=== Your goal ===
Transcribe every record exactly, omitting none.

:::

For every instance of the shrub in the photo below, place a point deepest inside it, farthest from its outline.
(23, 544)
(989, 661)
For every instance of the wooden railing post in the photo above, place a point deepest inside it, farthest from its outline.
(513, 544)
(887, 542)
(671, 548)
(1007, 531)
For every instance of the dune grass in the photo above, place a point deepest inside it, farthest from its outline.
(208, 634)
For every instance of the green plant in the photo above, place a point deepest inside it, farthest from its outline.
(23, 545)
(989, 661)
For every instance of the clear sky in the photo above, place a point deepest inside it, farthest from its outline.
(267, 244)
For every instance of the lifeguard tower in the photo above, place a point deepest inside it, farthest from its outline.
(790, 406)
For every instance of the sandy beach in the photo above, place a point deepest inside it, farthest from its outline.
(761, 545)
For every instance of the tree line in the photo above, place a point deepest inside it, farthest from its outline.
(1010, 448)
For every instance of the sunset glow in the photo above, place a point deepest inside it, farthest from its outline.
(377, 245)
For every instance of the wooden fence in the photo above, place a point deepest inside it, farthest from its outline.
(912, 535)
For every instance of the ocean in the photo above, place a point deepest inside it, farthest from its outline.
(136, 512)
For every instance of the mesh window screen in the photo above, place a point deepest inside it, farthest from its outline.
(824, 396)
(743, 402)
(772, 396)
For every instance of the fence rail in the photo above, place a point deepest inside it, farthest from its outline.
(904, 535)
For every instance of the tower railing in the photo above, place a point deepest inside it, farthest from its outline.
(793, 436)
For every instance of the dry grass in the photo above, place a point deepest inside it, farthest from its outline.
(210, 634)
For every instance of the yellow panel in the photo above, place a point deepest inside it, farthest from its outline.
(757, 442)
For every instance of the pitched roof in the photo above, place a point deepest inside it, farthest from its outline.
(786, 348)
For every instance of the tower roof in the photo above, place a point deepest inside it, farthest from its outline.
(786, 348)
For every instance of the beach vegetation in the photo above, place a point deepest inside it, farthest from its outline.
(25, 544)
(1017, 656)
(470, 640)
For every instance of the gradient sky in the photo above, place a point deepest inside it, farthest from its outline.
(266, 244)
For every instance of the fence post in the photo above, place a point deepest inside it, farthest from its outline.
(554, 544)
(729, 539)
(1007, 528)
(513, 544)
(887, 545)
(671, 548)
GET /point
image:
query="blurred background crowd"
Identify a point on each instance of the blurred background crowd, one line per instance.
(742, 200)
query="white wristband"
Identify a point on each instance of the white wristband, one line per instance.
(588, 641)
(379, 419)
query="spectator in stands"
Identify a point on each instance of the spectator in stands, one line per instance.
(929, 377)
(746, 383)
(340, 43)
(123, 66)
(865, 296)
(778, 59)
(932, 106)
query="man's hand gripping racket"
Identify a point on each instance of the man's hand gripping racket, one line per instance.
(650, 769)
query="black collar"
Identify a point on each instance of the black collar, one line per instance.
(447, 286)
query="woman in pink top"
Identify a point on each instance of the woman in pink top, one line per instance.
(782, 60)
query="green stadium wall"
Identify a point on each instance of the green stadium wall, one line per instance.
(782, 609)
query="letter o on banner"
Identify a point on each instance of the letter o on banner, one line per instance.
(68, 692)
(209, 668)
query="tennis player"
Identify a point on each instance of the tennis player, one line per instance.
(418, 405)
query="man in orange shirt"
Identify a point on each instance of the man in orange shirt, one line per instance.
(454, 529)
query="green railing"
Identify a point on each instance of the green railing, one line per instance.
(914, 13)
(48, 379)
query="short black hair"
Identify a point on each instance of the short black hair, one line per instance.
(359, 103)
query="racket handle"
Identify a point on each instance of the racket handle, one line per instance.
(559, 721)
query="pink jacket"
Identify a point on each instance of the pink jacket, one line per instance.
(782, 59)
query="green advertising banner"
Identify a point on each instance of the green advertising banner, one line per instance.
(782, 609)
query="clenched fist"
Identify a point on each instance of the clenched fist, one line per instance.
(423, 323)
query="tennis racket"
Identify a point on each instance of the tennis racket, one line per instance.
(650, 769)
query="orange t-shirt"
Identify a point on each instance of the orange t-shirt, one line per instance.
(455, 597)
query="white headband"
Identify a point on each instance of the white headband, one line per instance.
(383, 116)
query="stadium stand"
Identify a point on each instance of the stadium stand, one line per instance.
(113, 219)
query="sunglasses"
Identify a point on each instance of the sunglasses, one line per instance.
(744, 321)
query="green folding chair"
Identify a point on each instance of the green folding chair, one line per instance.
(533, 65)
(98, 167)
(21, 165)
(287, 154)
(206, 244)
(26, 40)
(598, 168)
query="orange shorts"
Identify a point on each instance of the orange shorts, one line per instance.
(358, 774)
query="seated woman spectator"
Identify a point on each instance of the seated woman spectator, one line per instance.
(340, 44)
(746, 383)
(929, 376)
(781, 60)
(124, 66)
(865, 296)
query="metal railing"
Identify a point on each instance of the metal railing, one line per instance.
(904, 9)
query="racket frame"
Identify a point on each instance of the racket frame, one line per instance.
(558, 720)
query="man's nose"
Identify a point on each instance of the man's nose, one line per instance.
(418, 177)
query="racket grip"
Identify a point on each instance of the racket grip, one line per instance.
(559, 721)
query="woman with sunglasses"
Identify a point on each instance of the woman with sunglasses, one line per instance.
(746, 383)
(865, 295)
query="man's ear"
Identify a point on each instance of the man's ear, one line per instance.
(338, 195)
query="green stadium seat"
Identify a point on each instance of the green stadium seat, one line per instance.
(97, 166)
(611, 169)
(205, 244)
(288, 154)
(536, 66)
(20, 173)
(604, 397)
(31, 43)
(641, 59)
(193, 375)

:::

=== Solution to the exercise ===
For every instance of the shrub in the photo below, place a point deepest inside it, farthest from its outline.
(23, 544)
(989, 661)
For every instance of the wooden railing post in the photo above, place a point deepest inside it, farthest from its outline.
(513, 544)
(887, 542)
(671, 548)
(1007, 531)
For every instance of the dune grass in the photo above, place a point deepest inside it, farthest from its outline.
(208, 634)
For every instance of the green plant in the photo above, place a point deepest inside it, farthest from its outline.
(23, 545)
(989, 661)
For every instance of the clear sky in the photo above, place a point deepest inside it, farthest from its outline.
(267, 244)
For every instance of the lifeguard tower in the photo above, place a point deepest inside it, farthest from its outline.
(790, 406)
For every instance of the sandy beach in the photo above, place a point deepest inside it, farthest from its outline.
(761, 545)
For every instance of the tree line in the photo above, place a point deepest inside it, farthest from its outline.
(1010, 448)
For every instance of the sunset glow in the photo above, place a point deepest inside it, farthest from its outline.
(377, 245)
For every instance of the wooden fence in the photo above, place a point deepest inside it, farthest from its outline.
(912, 535)
For every instance of the ocean in the photo above, place a point deepest inside it, farthest from its outline.
(136, 512)
For every instance of the mesh window screen in the photo above, place a point deepest inside it, farthest from its outline.
(824, 396)
(743, 402)
(772, 396)
For every instance of the fence rail in the photo above, place a point deepest inside it, farthest from its outline.
(904, 535)
For every instance of the tower railing in the photo above, place a point deepest inside it, farthest from its outline.
(793, 436)
For every instance of the dry grass in the photo above, place a point deepest inside it, farthest from its outline.
(210, 634)
For every instance of the yellow panel in the photo above, place a point deepest inside it, farthest from its outline.
(757, 442)
For every instance of the pitched roof in the photo above, place a point deepest inside it, farthest from its outline.
(786, 348)
For every instance of the tower roof in the photo above, place a point deepest inside it, farthest from its outline.
(786, 348)
For every instance of the beach vegetation in the photo above, place a point deepest inside it, farthest from its outline.
(25, 544)
(1017, 656)
(470, 640)
For every instance of the gradient sky in the photo above, place a point deepest inside it, farthest from its outline.
(266, 244)
For every instance of the fence post in the photo above, place a point deepest inside it, farthest from its outline.
(554, 544)
(729, 539)
(1007, 528)
(513, 544)
(887, 545)
(671, 548)
GET /point
image:
query="blurred background crowd"
Identify a point on each instance of the blurred background crowd, one line per instance.
(742, 200)
query="white wristband"
Identify a point on each instance of the white wristband, one line per instance.
(588, 641)
(379, 419)
query="spectator in stands"
Identify a point on each instance of the spectator in stands, one line per instance.
(929, 377)
(746, 383)
(340, 43)
(123, 66)
(865, 296)
(778, 59)
(932, 106)
query="man's hand gripping racket"
Identify a point on each instance of the man's hand gripping racket, one line per instance.
(650, 769)
query="black collar"
Identify a point on each instance of the black collar, one line per instance.
(447, 286)
query="woman in pink top"
Identify a point on each instance of the woman in pink top, one line per instance.
(782, 60)
query="green stadium wall"
Identify a point on each instance of the green stadium wall, one line per instance.
(782, 609)
query="letter o on banner"
Identify a point on each instance of the letter o on banner, one line per instance.
(68, 692)
(209, 668)
query="tennis player"
Identify a point on each instance of the tennis player, one line per instance.
(418, 405)
query="man in orange shirt"
Identify a point on each instance of the man in orange shirt, one line per instance.
(454, 529)
query="green railing"
Identify a point on each instance of the green railing, one line per instance.
(914, 13)
(48, 379)
query="short black hair"
Identify a point on each instance of the short black hair, one line per instance.
(359, 103)
query="racket handle"
Identify a point on each instance of the racket handle, one line per instance.
(559, 721)
query="pink jacket"
Identify a point on each instance of the pink jacket, one line per instance.
(782, 59)
query="green advertising banner"
Identify a point on each instance of the green advertising banner, one line per instance.
(782, 609)
query="clenched fist"
Identify a point on each instance of the clenched fist, one line per instance.
(423, 323)
query="tennis racket"
Identify a point on each instance of the tennis racket, one line per instance.
(650, 769)
query="orange t-shirt"
Identify a point on each instance of the orange t-shirt, one line per instance.
(455, 597)
query="white headband"
Identify a point on each instance of the white headband, one line per instance.
(383, 116)
query="stadium stand"
Identify a point on each instance of the stadium stand, one line per instance.
(113, 219)
query="sunglasses"
Identify a point on each instance of the sunglasses, one line per instance.
(744, 321)
query="green folding chair"
Identify a point on each instance of the green folding chair, one line per instance.
(533, 65)
(98, 167)
(21, 165)
(287, 154)
(206, 244)
(26, 40)
(598, 168)
query="orange shorts"
Identify a point on each instance of the orange shorts, one line per instance.
(358, 774)
query="seated woman spectator"
Identify a point on each instance of the seated woman spectator, one line per instance.
(340, 44)
(746, 383)
(929, 376)
(781, 60)
(124, 66)
(865, 296)
query="metal railing"
Identify a point on each instance of the metal railing, one line per instance.
(904, 9)
query="racket frame"
Identify a point on each instance of the racket frame, one line per instance.
(558, 720)
query="man's nose"
Identify a point on each instance of the man's nose, one line per instance.
(418, 177)
query="racket grip"
Identify a point on each instance of the racket grip, one line per instance.
(559, 721)
query="woman with sunglasses"
Identify a point on each instance of the woman with sunglasses, one line per instance.
(746, 383)
(865, 295)
query="man's ear"
Identify a point on each instance of the man's ear, one line per instance.
(338, 195)
query="green stadium seat"
Identify a point on each instance of the green stadium seat, one line per instance.
(97, 166)
(611, 169)
(205, 244)
(288, 154)
(536, 66)
(20, 173)
(604, 397)
(31, 43)
(641, 59)
(193, 375)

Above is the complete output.